- EXERCISE INPUTS -
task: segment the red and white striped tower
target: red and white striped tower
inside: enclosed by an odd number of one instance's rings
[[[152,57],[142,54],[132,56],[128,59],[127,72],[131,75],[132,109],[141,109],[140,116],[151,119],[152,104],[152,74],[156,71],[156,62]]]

--

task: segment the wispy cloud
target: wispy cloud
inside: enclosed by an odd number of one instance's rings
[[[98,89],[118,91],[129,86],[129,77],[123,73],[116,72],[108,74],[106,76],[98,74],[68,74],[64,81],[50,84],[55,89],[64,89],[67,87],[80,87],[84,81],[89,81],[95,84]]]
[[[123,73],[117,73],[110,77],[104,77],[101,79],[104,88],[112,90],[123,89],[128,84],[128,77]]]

- PROBLEM DESCRIPTION -
Extract every line in the data above that contains the word "tower", and reproduce each such line in full.

- SOLUTION -
task: segment the red and white striped tower
target: red and white striped tower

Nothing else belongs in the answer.